◆ **WHAT THE TASK ASKS**
Count the lines in the records below that contain the string "text". Give only the number.

━━━

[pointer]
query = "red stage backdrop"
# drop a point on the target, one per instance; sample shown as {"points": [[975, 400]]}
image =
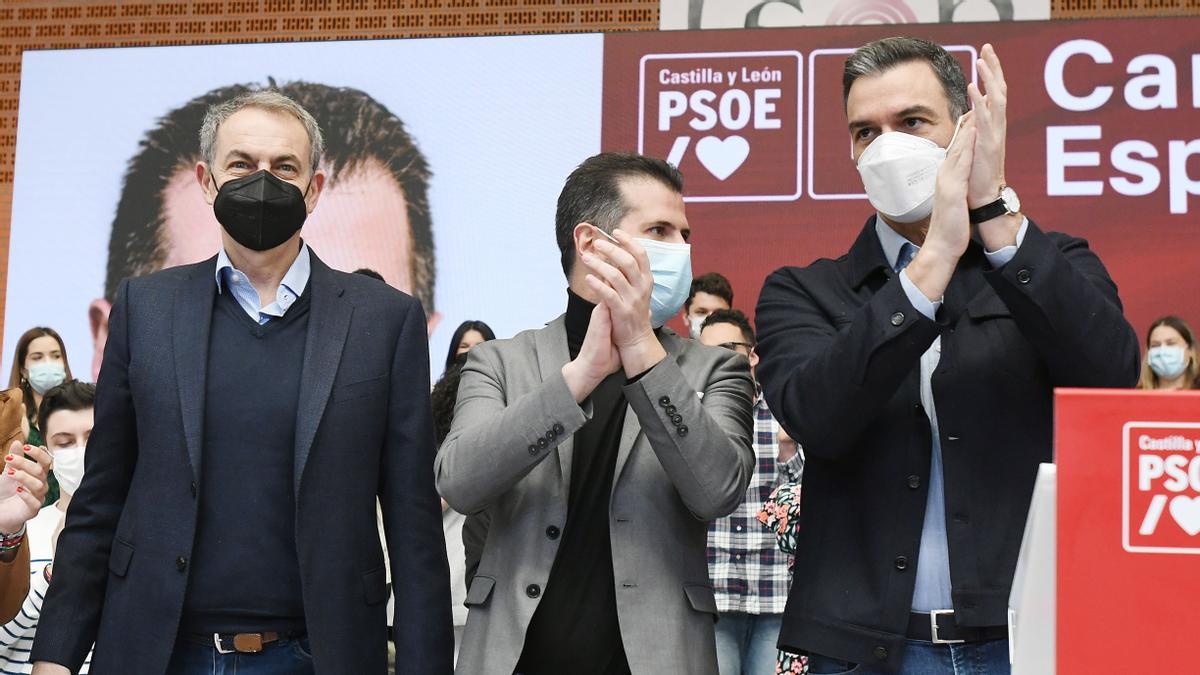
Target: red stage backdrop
{"points": [[1103, 141]]}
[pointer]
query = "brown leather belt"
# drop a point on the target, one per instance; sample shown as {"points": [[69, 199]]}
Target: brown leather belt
{"points": [[241, 643], [940, 628]]}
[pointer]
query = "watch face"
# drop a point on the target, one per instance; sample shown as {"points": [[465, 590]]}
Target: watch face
{"points": [[1012, 202]]}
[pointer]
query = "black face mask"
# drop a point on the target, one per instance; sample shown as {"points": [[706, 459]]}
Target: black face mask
{"points": [[259, 210]]}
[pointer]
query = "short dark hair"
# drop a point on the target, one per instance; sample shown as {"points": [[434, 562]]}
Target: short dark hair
{"points": [[592, 193], [469, 324], [357, 127], [71, 395], [732, 317], [371, 273], [885, 54], [714, 285]]}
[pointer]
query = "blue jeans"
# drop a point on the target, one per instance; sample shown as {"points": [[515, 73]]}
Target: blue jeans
{"points": [[927, 658], [285, 657], [745, 643]]}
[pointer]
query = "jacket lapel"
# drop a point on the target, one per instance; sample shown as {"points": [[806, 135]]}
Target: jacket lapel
{"points": [[191, 321], [552, 356], [329, 322]]}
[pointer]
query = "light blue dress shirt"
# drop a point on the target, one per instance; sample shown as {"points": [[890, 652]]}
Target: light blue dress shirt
{"points": [[933, 589], [288, 292]]}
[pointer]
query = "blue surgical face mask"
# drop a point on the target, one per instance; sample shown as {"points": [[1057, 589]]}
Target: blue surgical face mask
{"points": [[1167, 362], [671, 266], [46, 375]]}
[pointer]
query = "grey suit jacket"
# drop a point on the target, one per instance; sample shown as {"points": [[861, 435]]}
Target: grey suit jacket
{"points": [[509, 453]]}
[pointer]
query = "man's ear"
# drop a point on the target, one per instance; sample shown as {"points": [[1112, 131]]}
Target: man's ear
{"points": [[585, 238], [315, 187], [97, 317], [208, 184]]}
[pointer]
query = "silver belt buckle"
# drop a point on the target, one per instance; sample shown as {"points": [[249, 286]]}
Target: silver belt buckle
{"points": [[216, 643], [933, 627]]}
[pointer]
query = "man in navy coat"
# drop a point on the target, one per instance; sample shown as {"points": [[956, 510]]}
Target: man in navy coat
{"points": [[251, 410]]}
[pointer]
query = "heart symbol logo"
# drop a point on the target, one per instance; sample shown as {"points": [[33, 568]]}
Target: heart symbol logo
{"points": [[1186, 512], [723, 157]]}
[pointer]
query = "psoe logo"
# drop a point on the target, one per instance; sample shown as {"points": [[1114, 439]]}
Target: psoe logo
{"points": [[730, 120], [1162, 488]]}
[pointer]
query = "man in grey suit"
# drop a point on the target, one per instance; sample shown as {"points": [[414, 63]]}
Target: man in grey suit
{"points": [[600, 446]]}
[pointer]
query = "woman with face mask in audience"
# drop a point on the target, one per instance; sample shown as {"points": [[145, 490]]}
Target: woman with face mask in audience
{"points": [[1170, 356], [66, 417], [39, 365]]}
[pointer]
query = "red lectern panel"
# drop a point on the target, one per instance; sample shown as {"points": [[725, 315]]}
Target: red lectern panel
{"points": [[1128, 557]]}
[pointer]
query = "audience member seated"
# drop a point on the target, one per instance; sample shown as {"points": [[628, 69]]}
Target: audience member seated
{"points": [[39, 365], [467, 335], [1170, 359], [750, 574], [66, 418], [709, 292]]}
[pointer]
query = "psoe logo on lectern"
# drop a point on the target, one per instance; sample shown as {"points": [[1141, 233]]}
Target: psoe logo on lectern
{"points": [[1162, 488]]}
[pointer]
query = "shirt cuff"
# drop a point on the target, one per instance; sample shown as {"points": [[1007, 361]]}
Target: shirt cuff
{"points": [[919, 302], [793, 469], [1002, 257]]}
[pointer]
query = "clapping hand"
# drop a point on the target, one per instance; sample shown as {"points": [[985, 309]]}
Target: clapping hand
{"points": [[29, 476]]}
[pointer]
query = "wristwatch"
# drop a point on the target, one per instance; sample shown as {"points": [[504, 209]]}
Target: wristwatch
{"points": [[1006, 203]]}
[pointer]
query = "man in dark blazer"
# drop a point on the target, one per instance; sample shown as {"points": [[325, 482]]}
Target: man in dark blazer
{"points": [[918, 372], [250, 411]]}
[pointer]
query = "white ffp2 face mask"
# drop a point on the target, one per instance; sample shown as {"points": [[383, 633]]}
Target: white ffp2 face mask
{"points": [[899, 172], [69, 467]]}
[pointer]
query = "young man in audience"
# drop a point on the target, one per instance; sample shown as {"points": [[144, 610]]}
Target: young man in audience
{"points": [[600, 446], [750, 574], [66, 418], [708, 293]]}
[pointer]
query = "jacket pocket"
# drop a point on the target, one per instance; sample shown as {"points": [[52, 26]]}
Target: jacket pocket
{"points": [[375, 386], [480, 590], [700, 597], [375, 585], [119, 557]]}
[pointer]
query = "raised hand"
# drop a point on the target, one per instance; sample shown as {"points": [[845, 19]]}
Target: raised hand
{"points": [[598, 357], [29, 476], [949, 228], [989, 111], [623, 281]]}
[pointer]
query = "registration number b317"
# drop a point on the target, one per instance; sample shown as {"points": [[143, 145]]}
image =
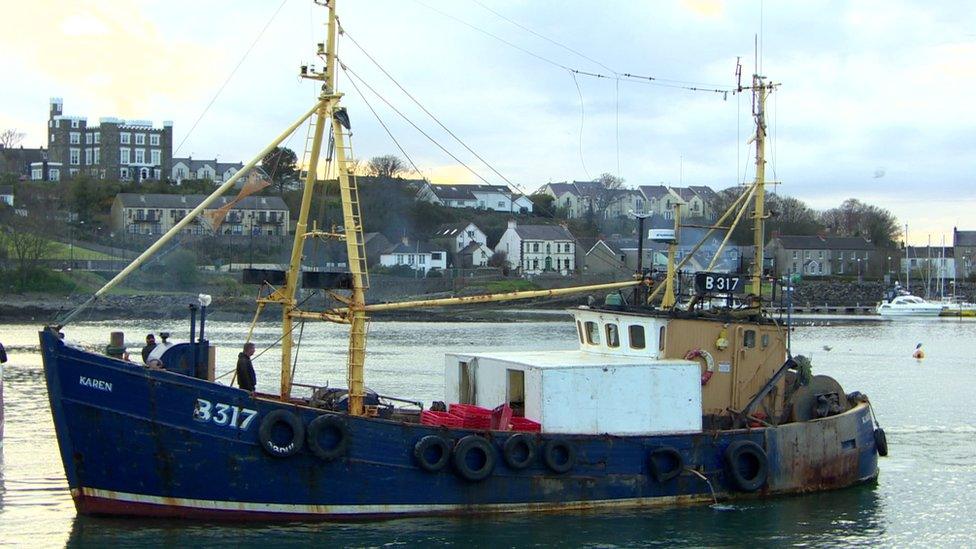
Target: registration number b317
{"points": [[225, 415]]}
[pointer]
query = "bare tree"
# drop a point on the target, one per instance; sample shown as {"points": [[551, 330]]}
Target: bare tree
{"points": [[386, 166], [10, 138], [26, 238], [606, 193]]}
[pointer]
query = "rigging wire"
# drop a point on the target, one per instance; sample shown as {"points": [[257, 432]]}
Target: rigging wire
{"points": [[353, 74], [582, 119], [231, 75], [423, 108], [383, 124], [628, 77]]}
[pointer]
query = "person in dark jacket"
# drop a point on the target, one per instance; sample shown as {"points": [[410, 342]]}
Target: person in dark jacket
{"points": [[245, 370], [150, 345]]}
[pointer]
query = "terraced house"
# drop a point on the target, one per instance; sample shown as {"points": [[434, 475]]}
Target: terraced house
{"points": [[127, 150], [153, 214]]}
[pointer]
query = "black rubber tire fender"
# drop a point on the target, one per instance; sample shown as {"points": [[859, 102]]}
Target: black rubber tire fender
{"points": [[297, 429], [328, 422], [748, 465], [519, 451], [550, 455], [881, 442], [421, 453], [474, 443], [665, 463]]}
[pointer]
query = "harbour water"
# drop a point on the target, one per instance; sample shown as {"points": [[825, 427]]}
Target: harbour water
{"points": [[923, 495]]}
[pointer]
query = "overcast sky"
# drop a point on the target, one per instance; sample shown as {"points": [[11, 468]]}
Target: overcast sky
{"points": [[876, 100]]}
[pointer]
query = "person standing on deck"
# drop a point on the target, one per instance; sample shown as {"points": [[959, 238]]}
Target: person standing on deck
{"points": [[245, 370], [150, 345]]}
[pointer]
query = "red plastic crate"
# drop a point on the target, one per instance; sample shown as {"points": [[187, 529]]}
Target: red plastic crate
{"points": [[444, 419], [469, 411], [523, 424]]}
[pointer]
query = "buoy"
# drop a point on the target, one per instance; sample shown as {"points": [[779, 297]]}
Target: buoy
{"points": [[919, 353]]}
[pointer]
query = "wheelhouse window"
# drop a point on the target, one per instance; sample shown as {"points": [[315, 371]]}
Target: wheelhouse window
{"points": [[592, 333], [613, 335], [636, 333]]}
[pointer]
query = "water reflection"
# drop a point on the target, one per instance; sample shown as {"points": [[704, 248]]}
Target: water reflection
{"points": [[836, 519]]}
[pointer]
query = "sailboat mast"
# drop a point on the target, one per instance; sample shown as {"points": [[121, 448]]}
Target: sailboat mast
{"points": [[759, 90], [327, 100]]}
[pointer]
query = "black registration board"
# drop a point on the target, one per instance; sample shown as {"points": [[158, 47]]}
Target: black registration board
{"points": [[718, 283]]}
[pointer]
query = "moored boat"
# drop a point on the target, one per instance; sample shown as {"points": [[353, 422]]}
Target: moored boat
{"points": [[664, 401]]}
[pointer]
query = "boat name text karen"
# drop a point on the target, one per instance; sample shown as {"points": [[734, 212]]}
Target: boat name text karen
{"points": [[95, 383]]}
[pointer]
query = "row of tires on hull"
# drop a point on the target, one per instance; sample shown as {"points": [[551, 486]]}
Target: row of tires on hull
{"points": [[474, 457]]}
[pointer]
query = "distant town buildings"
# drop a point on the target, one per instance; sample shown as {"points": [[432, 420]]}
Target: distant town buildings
{"points": [[537, 249], [579, 198], [151, 214], [127, 150], [483, 197], [822, 255]]}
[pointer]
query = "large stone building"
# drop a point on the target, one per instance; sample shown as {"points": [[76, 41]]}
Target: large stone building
{"points": [[127, 150], [152, 214], [822, 255]]}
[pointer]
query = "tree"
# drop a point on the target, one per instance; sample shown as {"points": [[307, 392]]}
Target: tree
{"points": [[387, 165], [281, 166], [855, 218], [607, 192], [26, 238], [10, 138]]}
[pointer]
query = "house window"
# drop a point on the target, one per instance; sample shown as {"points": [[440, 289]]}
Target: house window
{"points": [[613, 335], [592, 333], [636, 333]]}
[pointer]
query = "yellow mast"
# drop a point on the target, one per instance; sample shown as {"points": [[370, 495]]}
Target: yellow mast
{"points": [[759, 88]]}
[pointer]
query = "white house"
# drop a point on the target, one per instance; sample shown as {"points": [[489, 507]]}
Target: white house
{"points": [[459, 235], [485, 197], [535, 249], [421, 256]]}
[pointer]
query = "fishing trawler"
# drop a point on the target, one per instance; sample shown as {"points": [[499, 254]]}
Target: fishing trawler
{"points": [[664, 402]]}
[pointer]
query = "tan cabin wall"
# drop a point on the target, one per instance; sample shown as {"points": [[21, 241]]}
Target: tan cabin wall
{"points": [[749, 368]]}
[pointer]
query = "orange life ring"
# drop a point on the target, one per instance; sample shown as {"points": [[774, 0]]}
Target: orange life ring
{"points": [[709, 362]]}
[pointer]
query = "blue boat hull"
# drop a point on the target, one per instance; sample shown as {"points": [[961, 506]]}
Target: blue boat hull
{"points": [[136, 441]]}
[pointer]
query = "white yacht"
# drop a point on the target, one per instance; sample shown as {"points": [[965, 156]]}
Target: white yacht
{"points": [[908, 305]]}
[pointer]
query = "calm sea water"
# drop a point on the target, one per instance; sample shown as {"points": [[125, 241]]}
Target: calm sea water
{"points": [[923, 497]]}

━━━

◆ **WORKED ANSWER**
2